== What you are asked to do ==
Please answer these from the text about the AIM clinic below:
(a) What stated reason for AIM being shut down does the writer reject?
(b) Whom does the writer think the AHF people have a personal grudge against?
(c) Which two words does the writer say lead the media to report on a story?

---------- Text shown

So now here we are. I still don’t know what to think, but I do think that AIM being shut down “because of paperwork” is bullshit. According to Burts, and other performers I’ve spoken to, AIM isn’t always the most competent or professional clinic in the whole world, but as it’s one of very few in America that caters specifically to the needs of the often condescended to and trampled underfoot–the visible and invisible sex workers of America–it’s got to be one of the most friendly and understanding. As far as I can tell, this whole hullabaloo over condoms vs. no-condoms, testing vs. not-testing, paperwork vs. bad press, is nothing but confusion and puffed-up windbaggery being tossed around by a bunch of people who have no understanding of the sex industry, and even less respect for the people involved. (From the ridiculous catfights that have been going between AHF and AIM for a while now, I frankly think that the AHF people have a personal grudge against Sharon Mitchell at AIM and are willing to do whatever it takes to take her out.) This is a structure of logic and reasoning and litigation and maybe-legislation based upon a foundation of sniffling condescension and raised eyebrows, not a concern for the safety of an industry that will, no matter how much you test it or shrink-wrap it or legislate against it or punish it or ignore it, never go away. And it shouldn’t. What should go away is the way that so many people think they’re entitled to look down on sex workers, then slink off into their basements to masturbate to free porn they haven’t even paid anyone for making. What should go away is the culture of “we’ll report on it because it has the words ‘porn’ and ‘HIV’ in it, but not because anyone gives a shit about the people involved” that the media has nurtured. What should go away is the prudery so many of us aspire to while grabbing the “porn/HIV” headlines off the newsstands to tut-tut over.

--------------------
---------- Given data

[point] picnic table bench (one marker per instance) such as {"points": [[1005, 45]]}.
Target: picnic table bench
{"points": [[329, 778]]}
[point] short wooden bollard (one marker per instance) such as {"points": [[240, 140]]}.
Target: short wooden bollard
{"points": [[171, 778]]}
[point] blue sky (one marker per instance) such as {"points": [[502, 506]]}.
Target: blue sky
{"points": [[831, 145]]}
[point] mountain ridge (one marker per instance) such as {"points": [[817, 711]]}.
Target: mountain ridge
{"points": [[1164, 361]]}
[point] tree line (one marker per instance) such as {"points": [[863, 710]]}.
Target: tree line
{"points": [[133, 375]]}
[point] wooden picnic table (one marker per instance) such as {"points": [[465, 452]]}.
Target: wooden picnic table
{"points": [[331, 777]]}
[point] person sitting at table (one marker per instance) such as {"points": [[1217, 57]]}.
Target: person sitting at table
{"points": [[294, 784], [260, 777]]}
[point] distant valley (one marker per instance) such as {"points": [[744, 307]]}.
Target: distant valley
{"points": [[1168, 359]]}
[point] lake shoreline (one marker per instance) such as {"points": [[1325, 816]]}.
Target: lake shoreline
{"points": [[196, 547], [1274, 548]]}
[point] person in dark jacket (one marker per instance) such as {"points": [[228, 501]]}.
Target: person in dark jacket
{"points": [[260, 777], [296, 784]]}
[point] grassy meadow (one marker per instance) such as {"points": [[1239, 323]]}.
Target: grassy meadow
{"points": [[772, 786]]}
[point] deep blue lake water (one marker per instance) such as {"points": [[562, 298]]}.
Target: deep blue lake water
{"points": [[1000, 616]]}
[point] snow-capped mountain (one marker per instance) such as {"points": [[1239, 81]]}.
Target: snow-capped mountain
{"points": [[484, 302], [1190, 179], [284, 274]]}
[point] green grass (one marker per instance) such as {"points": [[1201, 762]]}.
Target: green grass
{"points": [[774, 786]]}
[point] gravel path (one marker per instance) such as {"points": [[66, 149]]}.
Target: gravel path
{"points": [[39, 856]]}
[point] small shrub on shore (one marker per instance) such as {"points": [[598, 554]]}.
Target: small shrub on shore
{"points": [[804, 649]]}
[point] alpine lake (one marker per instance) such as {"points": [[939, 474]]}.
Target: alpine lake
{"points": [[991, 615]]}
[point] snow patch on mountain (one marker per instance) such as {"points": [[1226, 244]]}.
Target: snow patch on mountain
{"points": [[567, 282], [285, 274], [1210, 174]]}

--------------------

== Expected answer ==
(a) That it was shut down "because of paperwork."
(b) Sharon Mitchell at AIM.
(c) "Porn" and "HIV."